Using the listing below, print the line that contains "Target: child's beanie" and each line after it, exactly as shown, through the final one.

#### Listed entries ####

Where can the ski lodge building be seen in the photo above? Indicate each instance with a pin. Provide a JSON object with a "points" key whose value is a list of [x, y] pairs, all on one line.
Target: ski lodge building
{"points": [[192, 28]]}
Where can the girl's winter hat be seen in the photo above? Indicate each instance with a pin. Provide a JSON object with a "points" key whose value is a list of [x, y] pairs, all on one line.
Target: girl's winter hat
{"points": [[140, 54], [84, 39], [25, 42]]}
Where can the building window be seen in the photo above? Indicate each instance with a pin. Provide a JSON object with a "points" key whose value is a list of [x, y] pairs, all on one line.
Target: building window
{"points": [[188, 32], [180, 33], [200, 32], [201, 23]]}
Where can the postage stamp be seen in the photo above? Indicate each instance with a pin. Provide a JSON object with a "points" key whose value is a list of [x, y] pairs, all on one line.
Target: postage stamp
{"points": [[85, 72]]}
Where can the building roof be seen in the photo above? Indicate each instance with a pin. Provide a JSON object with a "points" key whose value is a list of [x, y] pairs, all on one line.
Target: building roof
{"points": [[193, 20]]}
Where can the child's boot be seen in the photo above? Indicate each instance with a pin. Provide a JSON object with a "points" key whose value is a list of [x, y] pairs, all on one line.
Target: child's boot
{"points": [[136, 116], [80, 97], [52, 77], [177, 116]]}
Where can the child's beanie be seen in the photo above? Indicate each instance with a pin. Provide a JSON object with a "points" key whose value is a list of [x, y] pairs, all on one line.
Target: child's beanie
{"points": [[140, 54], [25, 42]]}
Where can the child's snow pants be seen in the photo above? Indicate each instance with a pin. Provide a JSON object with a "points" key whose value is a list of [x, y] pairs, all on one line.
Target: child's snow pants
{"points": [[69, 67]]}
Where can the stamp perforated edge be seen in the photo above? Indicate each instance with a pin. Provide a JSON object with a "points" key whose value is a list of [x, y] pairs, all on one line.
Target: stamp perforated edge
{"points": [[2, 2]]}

####

**Response to this exercise:**
Target: child's beanie
{"points": [[140, 54], [25, 42]]}
Where can the child's snow pants be seen in the photo above? Indicate each instance with a pin. Provide a JSON object with a "points" key whose value is a list of [x, y] pairs, all on one line.
Target: child's snow pants
{"points": [[69, 67]]}
Where can the stamp perforated edge be seen in the photo above? Indicate each instance with a pin. Provide a JSON object with a "points" key whose value is a list of [x, y] pairs, all on one line.
Target: stamp perforated edge
{"points": [[2, 2]]}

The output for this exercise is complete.